_Task requirements_.
1 - Answer these questions about the piece criticizing Peter Oborne's Syria dispatch:
(a) Whose writing on which country does the piece say Oborne's dispatch reads like?
(b) Which journalists does it describe as having families not threatened by government militias or gangs of jihadis?
(c) What comforting inanity does it say commentators are happy to broadcast?
2 - Write the next part of the piece criticizing Peter Oborne's Syria dispatch, picking up after its final sentence.

_Extract to read_.
Peter Oborne’s latest Syria dispatch is a disgrace

Peter Oborne's latest dispatch reads like George Bernard Shaw on Stalin's Russia.

Peter Oborne’s latest dispatch reads like George Bernard Shaw on Stalin’s Russia

The humanitarian disaster that engulfs Syria continues to be an object of media fascination. Journalists in the West, whose families are not threatened by government militias or gangs of jihadis, postulate and probe the situation from a distance.

The impetus for intervention has passed, and so the media consensus, ever fluid to the needs and wants of readers, has shifted. Now newspapers seem to be content to gawk at the hideous and seemingly unsolvable violence, and commentators are happy to broadcast the comforting inanity that we were right to stay out of the conflict.

_Available data_.
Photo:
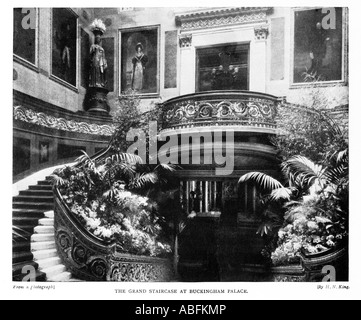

_Expected outputs_.
1 -
(a) George Bernard Shaw's writing on Stalin's Russia.
(b) Journalists in the West.
(c) That we were right to stay out of the conflict.

2 -
The most recent example is the Telegraph’s Peter Oborne: a political columnist who has been uprooted and dropped into the most violent and bloody nation in the Middle East. Consequently, he does not leave the relative safety of Damascus, and produces his copy from a government district. In doing so, he is safe from the fighting, and, it appears, the facts.

Let us review those facts. Peter Oborne, who has not seen any rebels, or travelled to any rebel areas – summarising the inherent weakness of his reportage with a single, breezy clause: “I have not spoken to the opposition” – manages to draw an entire article, a thousand or so words in length, from a single, unalterably biased viewpoint.

In his conversations with the citizens of a government controlled region, he manages to turn propaganda, by some feat of factual transfiguration, into ‘truth’.

And why shouldn’t he? After all, it fits the narrative he is trying to create, one in which President Assad – a thuggish, brutal dictator, whose forces have been described by Philip Luther, director of Amnesty International’s Syrian activities, as “committing war crimes by using starvation of civilians as a weapon of war” – is a nice man who occasionally gets stuck in traffic jams.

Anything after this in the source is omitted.